Problema proposto 1. Reproduza com exatidão o trecho do ensaio sobre a poesia de Joaquim Cardozo, apresentado adiante, que se inicia nas palavras "Joaquim Cardozo recorre" e se encerra após "(Cardozo,1996,p.21)".

Manoela Afonso
Resumo
Neste
ensaio, faço um breve comentário sobre a obra do poeta pernambucano Joaquim
Cardozo. Procuro mostrar, através de alguns poemas, Sobretudo o poema Congresso dos Ventos, que a obra de Cardozo cada vez mais se afasta do
regionalismo telúrico, alcançando uma poética
universal, e da poesia tradicional instaurando uma lírica
moderna.
A poesia
de Cardozo, apesar do seu efeito encantatório imediato junto ao leitor, é uma poesia complexa. O poeta e crítico
César Leal (Leal, 1996, p.6) referenda que
o livro Poemas publicado em
1947, assegurou-lhe um lugar na primeira linha
entre os poetas do Modernismo brasileiro. O
espaço urbano na vida e na poesia de Joaquim Cardozo convive com uma aspiração
pela Natura e pelos elementos cósmicos. Poesias como Imagens do Nordeste, Recordações de Tramataia, Ventos, Puidos Ventos,
Figuras do Vento, Cajueiros de Setembro, A Várzea tem Cajazeiras e Congresso
dos Ventos contém imagens que
personificam a natureza. Os trabalhos de levantamento topográfico que fizera nos arredores do Recife, na época repleto de sítios
muito arborizados, e na Várzea do Capibaribe marcaram sua poesia. Mas, a obra de
Cardozo parece dizer que o poeta que
canta a sua cidade também canta o mundo. O poeta, como lembra Ezra Pound, é a
antena da raça. Em Congresso dos Ventos,
Os Ventos simbolizam a humanidade, trata-se de um entrecruzamento de vozes,
traduzem o diálogo entre os homens de modo universal. Partindo da várzea do Capibaribe o poeta alça seu vôo cósmico
convocando os ventos do mundo: Harmatã da Costa Guiné, Cansim representante da
margem do Nilo, Garbino vindo das praias catalãs, os Alísios do Equador, o
Terral e seu sopro lírico, entre tantos outros ventos.
Joaquim Cardozo recorre ao
processo de personificação, onde os elementos da Natura e do cosmos assumem a
função de dramatis personae, o Eu Lírico, afasta-se verbalmente, assume o olhar
de quem observa, dilui-se na materialidade da linguagem. Assume o
distanciamento da terceira pessoa. Quem age e fala na poesia são os
ventos:
“Na várzea extensa do Capibaribe, em pleno
mês de agosto/Reuniram-se em congresso todos os ventos do mundo. (...)”
(Cardozo,1996,p.21)

Dados fornecidos.

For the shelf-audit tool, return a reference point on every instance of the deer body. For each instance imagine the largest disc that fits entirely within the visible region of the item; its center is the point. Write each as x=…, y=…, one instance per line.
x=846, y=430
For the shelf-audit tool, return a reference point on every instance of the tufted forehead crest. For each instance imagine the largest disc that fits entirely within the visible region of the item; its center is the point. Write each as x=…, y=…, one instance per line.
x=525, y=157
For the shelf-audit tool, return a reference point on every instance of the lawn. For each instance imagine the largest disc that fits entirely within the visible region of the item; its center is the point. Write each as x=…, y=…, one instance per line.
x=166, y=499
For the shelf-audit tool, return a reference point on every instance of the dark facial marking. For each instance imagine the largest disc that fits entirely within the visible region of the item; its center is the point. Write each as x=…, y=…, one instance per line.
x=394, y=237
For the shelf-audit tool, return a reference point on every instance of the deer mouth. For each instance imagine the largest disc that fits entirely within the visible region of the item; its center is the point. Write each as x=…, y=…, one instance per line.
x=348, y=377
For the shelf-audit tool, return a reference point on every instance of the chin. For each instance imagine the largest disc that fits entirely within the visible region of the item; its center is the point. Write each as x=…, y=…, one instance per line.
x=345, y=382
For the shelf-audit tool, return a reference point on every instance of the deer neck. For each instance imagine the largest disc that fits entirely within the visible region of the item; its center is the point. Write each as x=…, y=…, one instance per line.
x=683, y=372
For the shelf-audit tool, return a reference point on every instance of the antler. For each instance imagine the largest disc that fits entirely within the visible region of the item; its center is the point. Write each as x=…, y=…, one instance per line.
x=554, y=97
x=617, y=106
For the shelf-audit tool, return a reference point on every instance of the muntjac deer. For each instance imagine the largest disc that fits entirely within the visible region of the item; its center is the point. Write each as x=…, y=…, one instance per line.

Problema proposto 2. Indique somente o número de linhas dos registros acima em que aparece a sequência "crest", levando em conta a distinção entre maiúsculas e minúsculas.

Resposta desenvolvida 1.
Joaquim Cardozo recorre ao
processo de personificação, onde os elementos da Natura e do cosmos assumem a
função de dramatis personae, o Eu Lírico, afasta-se verbalmente, assume o olhar
de quem observa, dilui-se na materialidade da linguagem. Assume o
distanciamento da terceira pessoa. Quem age e fala na poesia são os
ventos:
“Na várzea extensa do Capibaribe, em pleno
mês de agosto/Reuniram-se em congresso todos os ventos do mundo. (...)”
(Cardozo,1996,p.21)

Resposta desenvolvida 2. 1